▶ _Source data_
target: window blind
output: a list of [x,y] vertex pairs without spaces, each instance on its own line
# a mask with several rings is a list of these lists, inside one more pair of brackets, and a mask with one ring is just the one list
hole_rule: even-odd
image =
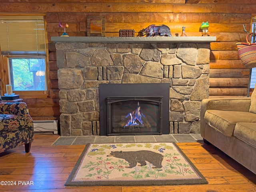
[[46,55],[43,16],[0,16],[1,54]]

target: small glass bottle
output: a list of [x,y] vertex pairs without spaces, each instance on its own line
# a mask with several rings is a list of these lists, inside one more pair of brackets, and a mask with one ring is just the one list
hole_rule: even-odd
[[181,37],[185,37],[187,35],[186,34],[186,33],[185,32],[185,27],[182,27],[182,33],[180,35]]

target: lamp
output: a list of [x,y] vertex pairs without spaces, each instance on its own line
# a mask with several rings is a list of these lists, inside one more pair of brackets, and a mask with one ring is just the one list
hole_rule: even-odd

---

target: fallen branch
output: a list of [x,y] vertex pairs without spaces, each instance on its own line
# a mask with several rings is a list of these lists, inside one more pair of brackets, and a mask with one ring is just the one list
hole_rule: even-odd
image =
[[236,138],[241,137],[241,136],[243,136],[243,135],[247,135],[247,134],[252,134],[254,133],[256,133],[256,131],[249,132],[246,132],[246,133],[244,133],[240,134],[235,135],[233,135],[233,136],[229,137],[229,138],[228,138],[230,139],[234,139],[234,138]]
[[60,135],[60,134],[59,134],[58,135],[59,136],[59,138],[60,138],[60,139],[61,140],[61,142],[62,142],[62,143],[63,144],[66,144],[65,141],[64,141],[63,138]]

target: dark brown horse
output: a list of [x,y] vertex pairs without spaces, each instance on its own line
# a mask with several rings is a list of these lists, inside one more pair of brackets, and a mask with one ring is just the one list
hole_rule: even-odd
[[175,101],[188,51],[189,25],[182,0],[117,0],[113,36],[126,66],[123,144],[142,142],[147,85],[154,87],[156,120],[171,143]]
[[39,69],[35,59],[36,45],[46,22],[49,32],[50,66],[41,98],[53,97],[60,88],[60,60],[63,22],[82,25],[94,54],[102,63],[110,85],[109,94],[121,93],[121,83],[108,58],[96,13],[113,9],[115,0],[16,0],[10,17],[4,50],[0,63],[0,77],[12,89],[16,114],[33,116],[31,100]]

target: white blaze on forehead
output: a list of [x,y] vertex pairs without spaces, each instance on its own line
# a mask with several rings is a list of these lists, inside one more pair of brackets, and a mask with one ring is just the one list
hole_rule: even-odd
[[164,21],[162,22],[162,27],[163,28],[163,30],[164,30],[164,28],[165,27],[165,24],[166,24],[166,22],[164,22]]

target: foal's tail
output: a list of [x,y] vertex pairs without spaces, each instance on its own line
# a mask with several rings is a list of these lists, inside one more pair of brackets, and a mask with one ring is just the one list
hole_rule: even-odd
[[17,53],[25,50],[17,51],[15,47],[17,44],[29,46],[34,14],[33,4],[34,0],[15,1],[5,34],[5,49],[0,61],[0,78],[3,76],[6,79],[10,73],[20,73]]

...

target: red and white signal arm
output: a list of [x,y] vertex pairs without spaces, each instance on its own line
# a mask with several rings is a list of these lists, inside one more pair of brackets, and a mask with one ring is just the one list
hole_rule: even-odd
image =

▶ _Prompt_
Please report every line of the entries above that contains the word "white". Case counts.

▶ _Exercise response_
target: white blaze on forehead
target: red and white signal arm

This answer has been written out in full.